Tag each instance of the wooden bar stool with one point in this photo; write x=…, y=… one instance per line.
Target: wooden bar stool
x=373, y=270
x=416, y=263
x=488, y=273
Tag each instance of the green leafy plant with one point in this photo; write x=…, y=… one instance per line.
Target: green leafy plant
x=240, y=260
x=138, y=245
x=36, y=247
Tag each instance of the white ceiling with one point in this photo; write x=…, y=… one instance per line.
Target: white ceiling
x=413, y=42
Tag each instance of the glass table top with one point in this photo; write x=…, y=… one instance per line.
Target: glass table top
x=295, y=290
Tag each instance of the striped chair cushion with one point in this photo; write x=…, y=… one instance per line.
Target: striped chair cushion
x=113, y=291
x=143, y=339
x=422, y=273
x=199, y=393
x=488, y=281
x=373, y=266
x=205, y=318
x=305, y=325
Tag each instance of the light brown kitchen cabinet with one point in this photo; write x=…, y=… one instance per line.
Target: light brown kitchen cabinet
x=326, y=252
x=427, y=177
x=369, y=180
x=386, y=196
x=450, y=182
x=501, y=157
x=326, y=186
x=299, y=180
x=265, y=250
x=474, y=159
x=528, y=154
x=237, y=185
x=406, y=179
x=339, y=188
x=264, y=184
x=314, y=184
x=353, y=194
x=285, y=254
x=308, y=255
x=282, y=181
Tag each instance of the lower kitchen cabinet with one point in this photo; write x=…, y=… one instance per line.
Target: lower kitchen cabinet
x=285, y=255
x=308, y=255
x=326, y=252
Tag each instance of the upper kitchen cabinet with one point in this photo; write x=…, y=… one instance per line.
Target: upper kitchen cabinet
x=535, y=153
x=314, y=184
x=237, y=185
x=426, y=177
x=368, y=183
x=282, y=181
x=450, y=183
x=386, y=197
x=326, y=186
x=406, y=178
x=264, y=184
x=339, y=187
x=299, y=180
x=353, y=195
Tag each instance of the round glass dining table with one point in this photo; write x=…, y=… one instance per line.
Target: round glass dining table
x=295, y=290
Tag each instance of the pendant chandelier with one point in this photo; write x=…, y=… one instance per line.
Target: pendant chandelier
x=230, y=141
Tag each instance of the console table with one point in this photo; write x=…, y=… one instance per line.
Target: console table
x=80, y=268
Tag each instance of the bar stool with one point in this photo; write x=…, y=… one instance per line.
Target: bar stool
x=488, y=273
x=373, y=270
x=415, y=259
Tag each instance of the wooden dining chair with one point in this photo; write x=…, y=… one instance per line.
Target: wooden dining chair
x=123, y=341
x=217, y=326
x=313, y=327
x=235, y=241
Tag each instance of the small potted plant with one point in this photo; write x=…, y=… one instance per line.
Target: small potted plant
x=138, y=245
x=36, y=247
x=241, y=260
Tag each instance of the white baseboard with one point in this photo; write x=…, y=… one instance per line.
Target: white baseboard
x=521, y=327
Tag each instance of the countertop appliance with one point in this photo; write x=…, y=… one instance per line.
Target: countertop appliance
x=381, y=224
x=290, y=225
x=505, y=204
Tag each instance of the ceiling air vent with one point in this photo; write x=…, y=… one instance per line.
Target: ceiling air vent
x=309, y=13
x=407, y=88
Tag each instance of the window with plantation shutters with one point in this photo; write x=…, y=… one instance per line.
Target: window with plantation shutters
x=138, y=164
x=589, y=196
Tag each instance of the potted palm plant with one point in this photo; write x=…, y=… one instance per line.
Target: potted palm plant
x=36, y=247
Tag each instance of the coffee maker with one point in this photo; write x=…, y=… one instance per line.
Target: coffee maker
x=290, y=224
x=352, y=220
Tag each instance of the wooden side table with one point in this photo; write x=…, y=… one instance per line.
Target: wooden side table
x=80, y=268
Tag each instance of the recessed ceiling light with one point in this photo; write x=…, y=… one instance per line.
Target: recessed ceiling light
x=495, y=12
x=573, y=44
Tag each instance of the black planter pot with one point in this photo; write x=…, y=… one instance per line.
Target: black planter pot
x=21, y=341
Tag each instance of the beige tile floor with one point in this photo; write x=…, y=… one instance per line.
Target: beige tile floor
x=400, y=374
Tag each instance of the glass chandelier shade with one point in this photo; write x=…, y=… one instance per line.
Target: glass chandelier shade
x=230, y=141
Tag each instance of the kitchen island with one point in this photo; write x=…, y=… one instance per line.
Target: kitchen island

★ ★ ★ ★ ★

Pull out every line above that holds the word "island".

Tag each instance of the kitchen island with one point in this photo; write x=…, y=… one instance per line.
Target: kitchen island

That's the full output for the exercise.